Data excerpts
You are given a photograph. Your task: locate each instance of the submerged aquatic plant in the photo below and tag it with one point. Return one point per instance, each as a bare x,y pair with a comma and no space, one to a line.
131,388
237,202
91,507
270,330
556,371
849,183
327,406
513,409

--

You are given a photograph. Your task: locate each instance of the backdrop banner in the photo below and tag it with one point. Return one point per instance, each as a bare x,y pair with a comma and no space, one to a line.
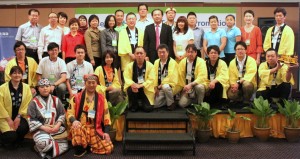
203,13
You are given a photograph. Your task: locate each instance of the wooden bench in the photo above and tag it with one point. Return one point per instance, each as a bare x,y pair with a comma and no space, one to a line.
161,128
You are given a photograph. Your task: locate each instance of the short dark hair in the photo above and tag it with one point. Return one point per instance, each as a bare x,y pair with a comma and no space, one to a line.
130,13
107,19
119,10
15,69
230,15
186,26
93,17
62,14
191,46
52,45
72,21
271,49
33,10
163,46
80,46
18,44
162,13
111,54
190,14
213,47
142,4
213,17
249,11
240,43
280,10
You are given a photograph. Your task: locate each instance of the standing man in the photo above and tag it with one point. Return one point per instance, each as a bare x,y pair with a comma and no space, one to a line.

■ Problem to solve ■
Copy out each line of the data above, exactly, if it lies between the line holding "of the short" and the line holding "of the standing", inclusive; copy no other line.

■ Written response ■
You are given a photograph. Your task: locate each instance of the short dark hair in the photo above and tag it with one point. Return one point per instance, each as a bare x,y pair with a comma and no space, one to a line.
130,13
107,19
119,10
15,69
230,15
186,26
93,17
62,14
191,46
52,45
72,21
271,49
33,10
163,46
80,46
18,44
162,13
111,54
190,14
213,47
142,4
213,17
249,11
240,43
280,10
You are given a photograph. Your task: locate each instance of the standing man in the photo above and tag it with one point. Return one point per instance, each as a bare x,y pair with a comma and no space, one to a line.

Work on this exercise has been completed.